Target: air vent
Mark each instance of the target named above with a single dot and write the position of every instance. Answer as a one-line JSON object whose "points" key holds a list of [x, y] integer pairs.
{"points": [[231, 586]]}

-=-=-

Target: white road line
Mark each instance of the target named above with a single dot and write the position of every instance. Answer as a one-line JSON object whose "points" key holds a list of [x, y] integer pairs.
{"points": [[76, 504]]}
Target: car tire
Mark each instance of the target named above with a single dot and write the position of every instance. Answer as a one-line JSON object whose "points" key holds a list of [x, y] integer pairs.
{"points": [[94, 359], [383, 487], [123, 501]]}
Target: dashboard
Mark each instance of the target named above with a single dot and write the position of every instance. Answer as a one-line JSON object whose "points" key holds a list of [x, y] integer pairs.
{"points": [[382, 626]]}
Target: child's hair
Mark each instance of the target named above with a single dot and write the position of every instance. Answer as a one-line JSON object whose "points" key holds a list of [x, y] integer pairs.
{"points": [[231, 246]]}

-=-=-

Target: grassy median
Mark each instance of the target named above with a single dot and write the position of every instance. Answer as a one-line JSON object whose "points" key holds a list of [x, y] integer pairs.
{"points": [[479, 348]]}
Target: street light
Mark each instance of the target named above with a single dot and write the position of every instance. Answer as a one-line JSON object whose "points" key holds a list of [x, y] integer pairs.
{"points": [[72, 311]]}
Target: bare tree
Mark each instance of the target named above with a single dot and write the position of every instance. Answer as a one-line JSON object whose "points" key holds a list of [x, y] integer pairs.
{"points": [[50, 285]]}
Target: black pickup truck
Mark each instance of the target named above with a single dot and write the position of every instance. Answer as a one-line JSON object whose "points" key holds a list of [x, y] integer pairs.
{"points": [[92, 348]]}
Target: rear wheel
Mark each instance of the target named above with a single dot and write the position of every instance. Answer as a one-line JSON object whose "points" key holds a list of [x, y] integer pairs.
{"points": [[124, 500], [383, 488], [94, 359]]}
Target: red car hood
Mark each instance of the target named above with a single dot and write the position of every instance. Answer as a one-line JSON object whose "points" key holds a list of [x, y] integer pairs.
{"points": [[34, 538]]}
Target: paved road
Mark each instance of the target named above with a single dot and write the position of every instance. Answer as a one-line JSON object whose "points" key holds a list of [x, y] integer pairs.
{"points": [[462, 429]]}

-=-=-

Search the listing for the string "road". Copy each line where it turns up.

Target: white road line
Target: paved road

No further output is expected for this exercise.